» **Prompt**
Exact copy, pictures excluded: write out every line below.

» **Records for this task**
*** Block opens ***

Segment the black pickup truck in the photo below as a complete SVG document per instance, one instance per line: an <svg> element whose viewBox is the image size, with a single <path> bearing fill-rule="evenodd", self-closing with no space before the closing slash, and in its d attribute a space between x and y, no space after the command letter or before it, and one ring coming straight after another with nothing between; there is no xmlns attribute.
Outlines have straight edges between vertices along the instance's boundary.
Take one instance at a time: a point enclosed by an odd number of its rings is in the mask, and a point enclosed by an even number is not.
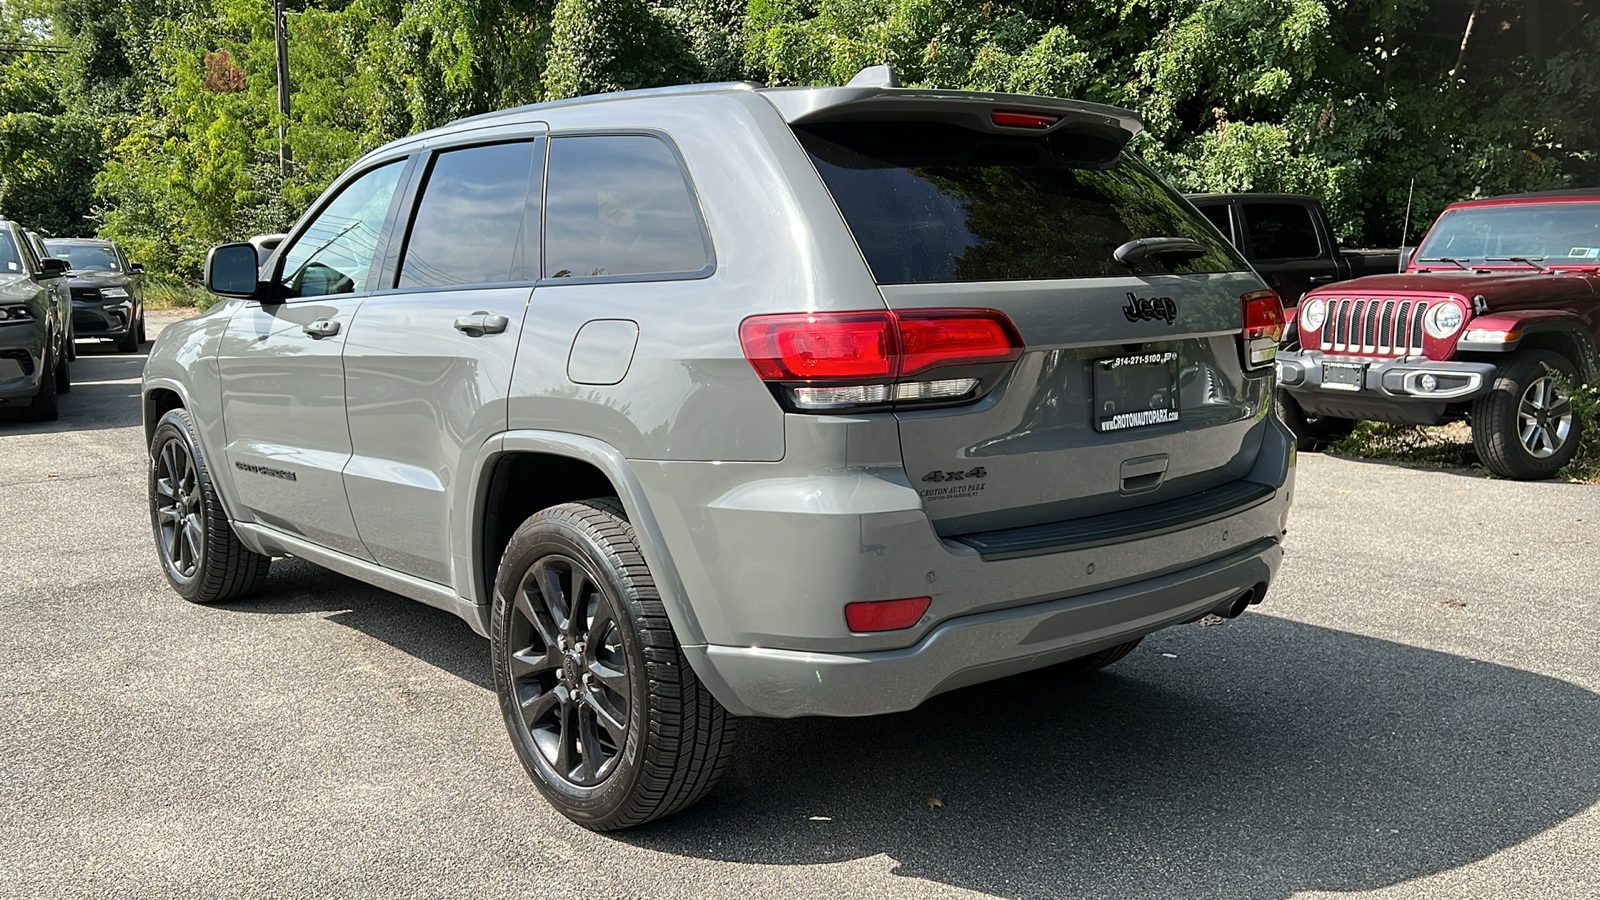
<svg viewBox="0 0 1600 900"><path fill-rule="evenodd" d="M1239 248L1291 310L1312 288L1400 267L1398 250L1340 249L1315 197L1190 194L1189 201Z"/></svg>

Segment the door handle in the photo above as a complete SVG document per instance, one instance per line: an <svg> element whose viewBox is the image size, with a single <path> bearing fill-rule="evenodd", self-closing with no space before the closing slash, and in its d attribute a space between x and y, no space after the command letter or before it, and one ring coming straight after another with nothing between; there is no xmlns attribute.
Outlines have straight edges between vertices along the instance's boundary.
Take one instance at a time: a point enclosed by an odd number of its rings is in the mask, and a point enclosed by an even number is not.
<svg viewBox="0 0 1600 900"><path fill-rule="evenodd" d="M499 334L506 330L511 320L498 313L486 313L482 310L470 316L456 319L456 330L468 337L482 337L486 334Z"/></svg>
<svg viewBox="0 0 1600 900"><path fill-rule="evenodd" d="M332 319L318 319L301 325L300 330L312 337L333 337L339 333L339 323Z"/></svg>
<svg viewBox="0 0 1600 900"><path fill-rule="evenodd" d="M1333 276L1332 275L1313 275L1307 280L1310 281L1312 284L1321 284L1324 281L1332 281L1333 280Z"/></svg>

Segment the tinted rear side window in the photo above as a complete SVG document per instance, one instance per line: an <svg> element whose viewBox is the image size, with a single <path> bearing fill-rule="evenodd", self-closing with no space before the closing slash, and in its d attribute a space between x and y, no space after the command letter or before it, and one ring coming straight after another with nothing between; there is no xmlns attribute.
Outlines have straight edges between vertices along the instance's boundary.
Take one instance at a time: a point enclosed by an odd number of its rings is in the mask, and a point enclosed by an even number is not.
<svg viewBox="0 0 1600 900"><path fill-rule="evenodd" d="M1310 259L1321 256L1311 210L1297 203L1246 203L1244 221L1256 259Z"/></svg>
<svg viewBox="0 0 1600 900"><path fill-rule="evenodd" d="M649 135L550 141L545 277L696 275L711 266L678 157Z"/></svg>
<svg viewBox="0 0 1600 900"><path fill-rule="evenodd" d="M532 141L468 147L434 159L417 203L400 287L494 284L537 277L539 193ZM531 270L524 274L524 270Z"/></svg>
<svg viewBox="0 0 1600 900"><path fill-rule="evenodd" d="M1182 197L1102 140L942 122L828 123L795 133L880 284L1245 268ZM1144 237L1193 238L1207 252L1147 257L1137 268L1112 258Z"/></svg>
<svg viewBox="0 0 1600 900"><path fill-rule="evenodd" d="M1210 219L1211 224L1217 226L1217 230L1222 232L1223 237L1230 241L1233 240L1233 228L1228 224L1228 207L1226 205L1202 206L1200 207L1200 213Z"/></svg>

*** Block closes ***

» **Reply**
Segment the black pickup truck in the photo below as a complete SVG document per instance, one instance per line: an <svg> element whose viewBox is the image size, with a single <path> bearing fill-rule="evenodd", self-closing with no space before the closing slash, and in its d attribute a space between x and y, no space after the command letter or before it, and one ring coming straight after another with nothing between; there is no xmlns attribute.
Outlines have straight edges between vertices along the instance's boundary.
Take one instance at a time: a point enclosed by an odd number of its rings is in the mask, and a point enclosed by an even number is not.
<svg viewBox="0 0 1600 900"><path fill-rule="evenodd" d="M1239 248L1291 310L1312 288L1400 267L1398 250L1340 249L1315 197L1190 194L1189 201Z"/></svg>

Segment the door handle in the photo above as a complete SVG document per instance, one instance per line: an <svg> element whose viewBox is the image size, with a single <path> bearing fill-rule="evenodd", self-closing with no space before the closing slash, and in its d attribute a space between x and y, no space after the command letter or before it, and one ring coming straight after another with nothing between; there is no xmlns attribute.
Outlines have straight edges between vertices along the instance's boundary.
Take one instance at a time: a point enclosed by an odd number of its rings is in the mask, and a point enclosed by an even number is not.
<svg viewBox="0 0 1600 900"><path fill-rule="evenodd" d="M499 334L506 330L511 320L498 313L486 313L482 310L470 316L456 319L456 330L468 337L482 337L486 334Z"/></svg>
<svg viewBox="0 0 1600 900"><path fill-rule="evenodd" d="M332 319L318 319L301 325L300 330L312 337L333 337L339 333L339 323Z"/></svg>
<svg viewBox="0 0 1600 900"><path fill-rule="evenodd" d="M1333 276L1332 275L1313 275L1307 280L1310 281L1312 284L1321 284L1324 281L1332 281L1333 280Z"/></svg>

Segment the tinted rear side window in the photo above as a complete SVG document per instance, one instance per line: an <svg> element whose viewBox is the image size, with a single <path> bearing fill-rule="evenodd", self-closing with no space before the closing slash, and in its d attribute a space between x and y, no space after the command letter or before it, and one ring coming straight after another with nothing between; there is no xmlns attribute.
Outlines have straight edges between vertices along the instance's boundary.
Take one instance at a time: a point enclosed by an odd number of its rings is in the mask, and a point enclosed by an even number is not.
<svg viewBox="0 0 1600 900"><path fill-rule="evenodd" d="M1310 259L1321 256L1311 210L1297 203L1246 203L1244 221L1256 259Z"/></svg>
<svg viewBox="0 0 1600 900"><path fill-rule="evenodd" d="M649 135L550 141L545 277L696 275L711 266L678 157Z"/></svg>
<svg viewBox="0 0 1600 900"><path fill-rule="evenodd" d="M532 141L468 147L434 159L417 203L400 287L494 284L537 277L539 193ZM531 270L524 274L524 270Z"/></svg>
<svg viewBox="0 0 1600 900"><path fill-rule="evenodd" d="M1182 197L1102 140L942 122L828 123L795 133L880 284L1245 268ZM1144 237L1193 238L1207 252L1147 257L1137 268L1112 258Z"/></svg>
<svg viewBox="0 0 1600 900"><path fill-rule="evenodd" d="M1210 219L1211 224L1217 226L1217 230L1222 232L1223 237L1230 241L1233 240L1233 228L1228 224L1228 207L1226 205L1202 206L1200 207L1200 213Z"/></svg>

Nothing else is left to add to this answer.